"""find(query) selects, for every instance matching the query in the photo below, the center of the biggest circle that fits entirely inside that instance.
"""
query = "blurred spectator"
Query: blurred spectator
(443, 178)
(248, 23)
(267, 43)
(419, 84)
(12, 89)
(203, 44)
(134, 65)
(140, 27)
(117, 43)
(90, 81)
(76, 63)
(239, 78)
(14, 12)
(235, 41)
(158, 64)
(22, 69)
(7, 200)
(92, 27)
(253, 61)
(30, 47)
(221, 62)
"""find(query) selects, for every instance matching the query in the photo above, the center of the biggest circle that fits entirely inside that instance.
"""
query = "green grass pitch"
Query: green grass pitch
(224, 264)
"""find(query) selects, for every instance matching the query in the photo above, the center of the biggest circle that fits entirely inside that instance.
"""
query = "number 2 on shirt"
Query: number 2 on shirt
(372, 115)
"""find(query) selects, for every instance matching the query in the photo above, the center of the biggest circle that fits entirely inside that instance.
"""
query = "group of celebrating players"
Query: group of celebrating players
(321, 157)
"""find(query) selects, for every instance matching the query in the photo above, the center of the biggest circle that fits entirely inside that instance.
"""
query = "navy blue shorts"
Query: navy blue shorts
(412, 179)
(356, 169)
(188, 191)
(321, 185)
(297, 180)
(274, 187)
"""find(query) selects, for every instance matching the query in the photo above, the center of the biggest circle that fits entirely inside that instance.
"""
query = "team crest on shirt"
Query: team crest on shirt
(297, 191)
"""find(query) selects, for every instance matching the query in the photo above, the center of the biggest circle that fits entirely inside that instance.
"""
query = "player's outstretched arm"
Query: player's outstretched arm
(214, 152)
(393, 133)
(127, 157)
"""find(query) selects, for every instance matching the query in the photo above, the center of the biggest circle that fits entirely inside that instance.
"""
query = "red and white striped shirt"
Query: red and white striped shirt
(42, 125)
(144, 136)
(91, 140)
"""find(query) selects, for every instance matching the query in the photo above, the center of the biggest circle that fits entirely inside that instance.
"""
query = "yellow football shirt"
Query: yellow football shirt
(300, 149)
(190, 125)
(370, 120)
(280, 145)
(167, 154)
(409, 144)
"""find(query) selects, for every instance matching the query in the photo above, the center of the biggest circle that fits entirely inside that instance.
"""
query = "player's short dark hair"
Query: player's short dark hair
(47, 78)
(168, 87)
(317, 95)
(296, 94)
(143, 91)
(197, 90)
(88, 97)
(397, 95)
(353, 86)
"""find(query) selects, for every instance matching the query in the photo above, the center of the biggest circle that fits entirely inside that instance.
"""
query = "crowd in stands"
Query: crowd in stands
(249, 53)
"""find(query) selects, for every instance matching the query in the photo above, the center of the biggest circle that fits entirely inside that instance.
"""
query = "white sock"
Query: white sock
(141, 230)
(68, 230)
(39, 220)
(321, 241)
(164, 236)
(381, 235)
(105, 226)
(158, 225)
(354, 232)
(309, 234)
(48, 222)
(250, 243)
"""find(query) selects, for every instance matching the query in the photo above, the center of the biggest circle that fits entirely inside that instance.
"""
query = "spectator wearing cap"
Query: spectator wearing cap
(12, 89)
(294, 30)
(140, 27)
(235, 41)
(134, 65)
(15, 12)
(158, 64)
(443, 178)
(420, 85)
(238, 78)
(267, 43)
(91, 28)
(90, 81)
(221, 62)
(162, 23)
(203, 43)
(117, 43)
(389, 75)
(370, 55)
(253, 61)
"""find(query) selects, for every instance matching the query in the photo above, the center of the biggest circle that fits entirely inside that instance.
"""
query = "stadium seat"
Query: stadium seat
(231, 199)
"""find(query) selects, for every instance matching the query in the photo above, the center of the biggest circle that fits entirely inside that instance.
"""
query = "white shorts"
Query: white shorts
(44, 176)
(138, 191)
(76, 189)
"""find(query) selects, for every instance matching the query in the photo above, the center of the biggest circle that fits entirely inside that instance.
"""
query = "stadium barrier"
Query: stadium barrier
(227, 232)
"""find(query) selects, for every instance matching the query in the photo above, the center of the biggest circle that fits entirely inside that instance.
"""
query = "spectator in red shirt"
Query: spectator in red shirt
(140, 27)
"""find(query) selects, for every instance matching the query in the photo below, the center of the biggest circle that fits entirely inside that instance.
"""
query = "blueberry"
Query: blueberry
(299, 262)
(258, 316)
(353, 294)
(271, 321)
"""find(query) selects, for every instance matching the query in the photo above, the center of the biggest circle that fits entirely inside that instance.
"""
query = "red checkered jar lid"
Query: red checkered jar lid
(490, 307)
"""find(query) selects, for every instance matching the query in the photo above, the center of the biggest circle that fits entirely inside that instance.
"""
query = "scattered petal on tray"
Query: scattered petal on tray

**Exercise brief**
All entries are to be reproduced verbatim, with none omitted.

**Written answer**
"""find(query) selects, for every instance matching the query in the photo below, the center of the biggest circle that fits entirely inside that instance.
"""
query = "blurred spectator"
Query: blurred spectator
(443, 178)
(248, 23)
(267, 43)
(419, 84)
(12, 89)
(203, 44)
(134, 65)
(140, 27)
(117, 43)
(90, 81)
(76, 63)
(239, 78)
(14, 12)
(235, 41)
(158, 64)
(22, 69)
(7, 200)
(92, 27)
(253, 61)
(30, 47)
(221, 62)
"""find(query) selects, for every instance matching the query in the photo above, the center of the biggest circle that fits entirely inside that instance.
"""
query = "green grass pitch"
Query: green grass pitch
(224, 264)
"""find(query) selects, for every instance matching the query in the photo above, the center of the biggest circle that fits entirely inside that instance.
"""
query = "number 2 on shirt"
Query: number 2 on shirt
(372, 115)
"""find(query) selects, for every instance matching the query in the photo above, the center of the biggest circle that fits entirely inside that instance.
"""
query = "group of celebrating players"
Query: group of celebrating players
(321, 157)
"""find(query) selects, for every instance matching the query in the photo above, the center of the biggest circle that fits entirely inside that instance.
"""
query = "navy blue shorts"
Query: navy blue shorts
(412, 179)
(356, 169)
(188, 191)
(321, 185)
(297, 180)
(274, 187)
"""find(query) selects, for every instance matching the query in the photo above, the center of the biggest circle that fits entirely inside that instance.
"""
query = "team crest on shirt"
Query: team crest on shirt
(297, 191)
"""find(query) selects, for every instance matching the query in the photo above, the center of the biggest circle that fits entirely inside that instance.
"""
query = "player's outstretched arm"
Query: player's outstretched arm
(214, 152)
(393, 133)
(127, 157)
"""find(query) selects, for every instance matching the query in the photo above, the center of the biggest circle that fits entirely inside that instance.
"""
query = "red and white striped shirt"
Query: red and white striped shirt
(42, 125)
(144, 136)
(91, 140)
"""find(query) selects, for every instance matching the query in the photo above, the center of the biggest circle that fits entirely inside that instance.
"""
query = "yellow football shirt"
Query: yellow football shirt
(300, 149)
(190, 125)
(370, 120)
(280, 145)
(167, 154)
(409, 144)
"""find(query) selects, for every instance matching the query in the photo above, the center of the biggest circle that fits entirely inside that instance.
"""
query = "player's short dark hair"
Query: player's short dark hair
(47, 78)
(168, 87)
(317, 95)
(296, 94)
(143, 91)
(197, 90)
(88, 97)
(397, 95)
(353, 86)
"""find(query) selects, for every instance matching the query in the photo above, the center of the biggest circle that fits entirely inside that instance.
"""
query = "crowd in stands"
Query: crowd in stands
(249, 53)
"""find(query) selects, for every instance matching the query in the photo above, the center of the biggest circle that fits entirely inside that instance.
"""
query = "white sock"
Query: white sock
(141, 230)
(68, 230)
(39, 220)
(321, 241)
(164, 236)
(381, 235)
(105, 226)
(158, 225)
(354, 232)
(309, 234)
(48, 222)
(250, 243)
"""find(query) selects, for every instance matching the query in the photo above, the center of the biggest circle that fits entirely inside that instance.
"""
query = "spectator wearing cap"
Query: spectator wearing cap
(12, 89)
(294, 30)
(140, 27)
(235, 41)
(134, 65)
(15, 12)
(158, 64)
(443, 178)
(420, 85)
(238, 78)
(267, 43)
(91, 28)
(90, 81)
(221, 62)
(162, 23)
(203, 43)
(117, 43)
(389, 75)
(370, 55)
(253, 61)
"""find(query) selects, for every instance matching the query in the photo above, the center of the biggest circle that fits entirely inside that instance.
"""
query = "stadium seat"
Query: stadium seat
(231, 199)
"""find(query) selects, for every instance matching the query in the photo above, the center of the biggest circle that fits entirely inside that instance.
"""
query = "white shorts"
Query: white shorts
(44, 176)
(138, 191)
(76, 189)
"""find(query) selects, for every instance matching the query in the photo above, the center of the biggest circle that fits entirely inside that instance.
"""
query = "stadium barrier"
Query: stadium barrier
(227, 232)
"""find(query) selects, for every instance matching the query in the photo above, the center of the biggest circle that fits entirely inside that instance.
"""
query = "spectator in red shirt"
Query: spectator in red shirt
(140, 27)
"""find(query) selects, for every instance matching the query in the photo below, the center of the biggest circle that fits entirely inside that instance.
"""
query = "blueberry"
Query: blueberry
(299, 262)
(258, 316)
(353, 294)
(271, 321)
"""find(query) selects, for every instance matching the query in the photo above, the center of the biggest circle that fits entirely inside that instance.
"""
query = "red checkered jar lid"
Query: red checkered jar lid
(490, 307)
"""find(query) selects, for every instance matching the query in the photo above, the center of the biggest circle that fits entirely inside that instance.
"""
query = "scattered petal on tray"
Query: scattered petal on tray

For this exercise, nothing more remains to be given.